** Start DATA ROWS **

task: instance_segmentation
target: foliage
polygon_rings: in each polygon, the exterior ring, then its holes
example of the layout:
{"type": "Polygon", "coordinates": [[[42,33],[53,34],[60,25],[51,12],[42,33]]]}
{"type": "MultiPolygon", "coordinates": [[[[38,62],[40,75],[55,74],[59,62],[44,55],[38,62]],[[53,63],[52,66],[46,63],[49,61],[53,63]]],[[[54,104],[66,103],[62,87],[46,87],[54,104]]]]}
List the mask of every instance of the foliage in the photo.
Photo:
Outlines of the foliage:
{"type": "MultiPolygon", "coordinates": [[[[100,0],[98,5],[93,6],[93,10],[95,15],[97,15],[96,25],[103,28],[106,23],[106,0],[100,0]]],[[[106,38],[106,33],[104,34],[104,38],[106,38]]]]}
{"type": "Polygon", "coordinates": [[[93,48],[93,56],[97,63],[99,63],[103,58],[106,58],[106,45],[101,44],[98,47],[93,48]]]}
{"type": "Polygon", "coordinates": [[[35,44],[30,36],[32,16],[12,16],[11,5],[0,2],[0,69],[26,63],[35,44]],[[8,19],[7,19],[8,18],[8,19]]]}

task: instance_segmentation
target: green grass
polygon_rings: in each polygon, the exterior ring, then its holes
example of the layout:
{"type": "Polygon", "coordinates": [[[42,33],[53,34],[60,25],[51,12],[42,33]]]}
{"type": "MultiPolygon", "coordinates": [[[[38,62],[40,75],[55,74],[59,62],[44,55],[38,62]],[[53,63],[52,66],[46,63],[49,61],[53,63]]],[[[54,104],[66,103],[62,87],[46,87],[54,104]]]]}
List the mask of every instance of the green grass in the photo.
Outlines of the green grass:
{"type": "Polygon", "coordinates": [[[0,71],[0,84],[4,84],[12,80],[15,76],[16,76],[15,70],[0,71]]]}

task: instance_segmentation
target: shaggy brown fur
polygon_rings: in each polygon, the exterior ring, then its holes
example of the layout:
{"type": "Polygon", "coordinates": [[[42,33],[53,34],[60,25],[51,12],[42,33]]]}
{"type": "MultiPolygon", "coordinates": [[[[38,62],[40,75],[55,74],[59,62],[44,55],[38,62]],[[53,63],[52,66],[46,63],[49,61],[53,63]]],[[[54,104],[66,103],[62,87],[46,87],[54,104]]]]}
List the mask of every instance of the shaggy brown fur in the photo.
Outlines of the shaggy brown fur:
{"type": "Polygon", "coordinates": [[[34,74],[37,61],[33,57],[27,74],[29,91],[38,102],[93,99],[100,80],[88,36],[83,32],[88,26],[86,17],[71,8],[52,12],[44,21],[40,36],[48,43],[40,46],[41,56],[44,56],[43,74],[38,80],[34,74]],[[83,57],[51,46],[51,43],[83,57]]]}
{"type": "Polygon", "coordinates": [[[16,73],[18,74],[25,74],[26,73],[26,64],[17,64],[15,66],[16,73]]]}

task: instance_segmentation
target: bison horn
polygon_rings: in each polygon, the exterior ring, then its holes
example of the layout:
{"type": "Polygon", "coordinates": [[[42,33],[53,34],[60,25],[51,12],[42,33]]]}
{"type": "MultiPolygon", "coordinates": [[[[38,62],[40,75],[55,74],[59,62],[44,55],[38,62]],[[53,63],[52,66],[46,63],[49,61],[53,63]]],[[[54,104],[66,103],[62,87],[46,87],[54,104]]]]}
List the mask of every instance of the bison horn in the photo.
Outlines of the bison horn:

** End DATA ROWS **

> OBJECTIVE:
List each line of the material that contains the string "grass". Case counts.

> TASK RESULT:
target: green grass
List the mask of every instance of the green grass in the photo.
Outlines of the green grass:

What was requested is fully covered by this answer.